__SOURCE EXCERPT__
Polls open in Turkey’s high-stakes elections

Supporters wave during an election rally of Turkey’s President Recep Tayyip Erdogan and his ruling Justice and Development Party (AKP) in Istanbul on June 23, 2018. AP

ANKARA, Turkey  — Polls opened for Turkey’s high-stakes presidential and parliamentary elections Sunday, which could consolidate President Recep Tayyip Erdogan’s hold on power or curtail his political ambitions.

Voters began gathering outside polling centers to cast their ballots in the elections that complete Turkey’s transition to a new executive presidential system that was approved in a controversial referendum last year.

Erdogan, 64, is seeking re-election for a new five-year term with vastly increased powers under the new system, which he insists will bring prosperity and stability to Turkey, especially after a 2016 failed coup attempt. His ruling Justice and Development Party, or AKP, is hoping to retain its majority in parliament.

Erdogan — who has been in power since 2003 — is however facing a more robust and united opposition, which has vowed to return Turkey to a parliamentary democracy with strong checks and balances. It has decried what it calls Erdogan’s “one-man rule.”

__WRITTEN EXERCISE 1__
According to the article on Turkey's elections, since what year has Erdogan been in power?
The article on Turkey's elections has no connection to the records that come after it.

__SOURCE RECORDS__
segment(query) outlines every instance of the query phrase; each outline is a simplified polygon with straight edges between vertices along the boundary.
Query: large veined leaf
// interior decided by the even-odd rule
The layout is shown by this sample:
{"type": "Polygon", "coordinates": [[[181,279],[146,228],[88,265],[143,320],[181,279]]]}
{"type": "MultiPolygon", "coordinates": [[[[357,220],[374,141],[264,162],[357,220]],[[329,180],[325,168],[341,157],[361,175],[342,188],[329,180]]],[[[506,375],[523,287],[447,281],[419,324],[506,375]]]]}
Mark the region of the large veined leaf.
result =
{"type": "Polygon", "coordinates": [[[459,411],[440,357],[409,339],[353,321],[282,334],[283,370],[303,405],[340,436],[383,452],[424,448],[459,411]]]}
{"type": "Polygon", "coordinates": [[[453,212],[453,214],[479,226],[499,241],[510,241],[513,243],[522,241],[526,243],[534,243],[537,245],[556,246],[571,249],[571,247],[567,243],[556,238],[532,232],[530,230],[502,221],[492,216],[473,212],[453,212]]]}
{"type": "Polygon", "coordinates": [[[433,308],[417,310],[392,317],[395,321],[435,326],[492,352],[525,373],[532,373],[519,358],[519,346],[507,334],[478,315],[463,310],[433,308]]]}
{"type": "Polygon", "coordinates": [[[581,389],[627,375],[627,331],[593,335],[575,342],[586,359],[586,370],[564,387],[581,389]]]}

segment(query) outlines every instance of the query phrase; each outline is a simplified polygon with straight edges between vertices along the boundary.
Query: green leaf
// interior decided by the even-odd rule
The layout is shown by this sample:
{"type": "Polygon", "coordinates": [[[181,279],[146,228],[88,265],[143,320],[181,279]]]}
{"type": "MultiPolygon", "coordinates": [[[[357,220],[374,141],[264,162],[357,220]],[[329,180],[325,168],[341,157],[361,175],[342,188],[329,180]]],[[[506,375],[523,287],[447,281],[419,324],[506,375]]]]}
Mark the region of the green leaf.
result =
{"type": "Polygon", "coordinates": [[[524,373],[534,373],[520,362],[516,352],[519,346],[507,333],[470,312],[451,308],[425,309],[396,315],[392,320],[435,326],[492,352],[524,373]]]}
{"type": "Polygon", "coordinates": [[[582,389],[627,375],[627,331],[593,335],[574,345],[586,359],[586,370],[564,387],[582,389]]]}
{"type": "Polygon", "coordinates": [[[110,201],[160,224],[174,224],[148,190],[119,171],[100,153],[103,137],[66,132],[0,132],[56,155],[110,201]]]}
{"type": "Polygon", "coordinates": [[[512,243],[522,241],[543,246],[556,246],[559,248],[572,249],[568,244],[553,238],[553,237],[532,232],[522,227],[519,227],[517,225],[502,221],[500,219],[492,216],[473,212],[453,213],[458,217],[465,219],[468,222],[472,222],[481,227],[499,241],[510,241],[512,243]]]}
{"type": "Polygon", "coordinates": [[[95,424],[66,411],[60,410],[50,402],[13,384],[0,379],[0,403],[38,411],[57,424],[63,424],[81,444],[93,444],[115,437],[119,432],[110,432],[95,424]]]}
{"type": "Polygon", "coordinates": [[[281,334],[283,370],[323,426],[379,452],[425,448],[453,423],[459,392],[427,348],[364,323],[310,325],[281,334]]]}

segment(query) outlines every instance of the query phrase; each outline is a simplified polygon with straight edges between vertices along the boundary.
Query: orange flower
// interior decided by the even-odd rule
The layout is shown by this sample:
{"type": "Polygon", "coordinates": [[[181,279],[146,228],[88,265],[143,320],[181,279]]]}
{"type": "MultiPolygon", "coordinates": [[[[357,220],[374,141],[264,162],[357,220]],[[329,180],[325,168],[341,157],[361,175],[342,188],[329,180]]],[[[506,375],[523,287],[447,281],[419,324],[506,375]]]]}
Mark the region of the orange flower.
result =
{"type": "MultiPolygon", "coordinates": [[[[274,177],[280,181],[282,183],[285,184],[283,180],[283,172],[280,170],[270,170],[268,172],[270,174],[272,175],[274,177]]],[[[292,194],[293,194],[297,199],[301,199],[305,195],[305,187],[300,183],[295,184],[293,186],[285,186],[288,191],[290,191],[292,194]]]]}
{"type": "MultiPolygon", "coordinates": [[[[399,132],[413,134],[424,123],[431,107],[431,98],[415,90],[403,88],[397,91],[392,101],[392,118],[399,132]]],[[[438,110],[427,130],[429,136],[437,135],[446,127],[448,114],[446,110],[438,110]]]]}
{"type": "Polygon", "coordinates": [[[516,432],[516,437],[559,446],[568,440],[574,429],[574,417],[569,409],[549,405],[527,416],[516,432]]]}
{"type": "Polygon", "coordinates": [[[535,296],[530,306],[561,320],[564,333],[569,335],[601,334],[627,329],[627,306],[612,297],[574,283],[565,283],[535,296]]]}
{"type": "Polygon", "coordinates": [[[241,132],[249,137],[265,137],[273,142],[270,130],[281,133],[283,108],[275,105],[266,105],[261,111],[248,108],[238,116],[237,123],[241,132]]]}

__WRITTEN EXERCISE 2__
Tally the lines of the records that contain the string "region", treating case as significant, and give only the number.

__CORRECT RESPONSE 1__
Since 2003.

__CORRECT RESPONSE 2__
3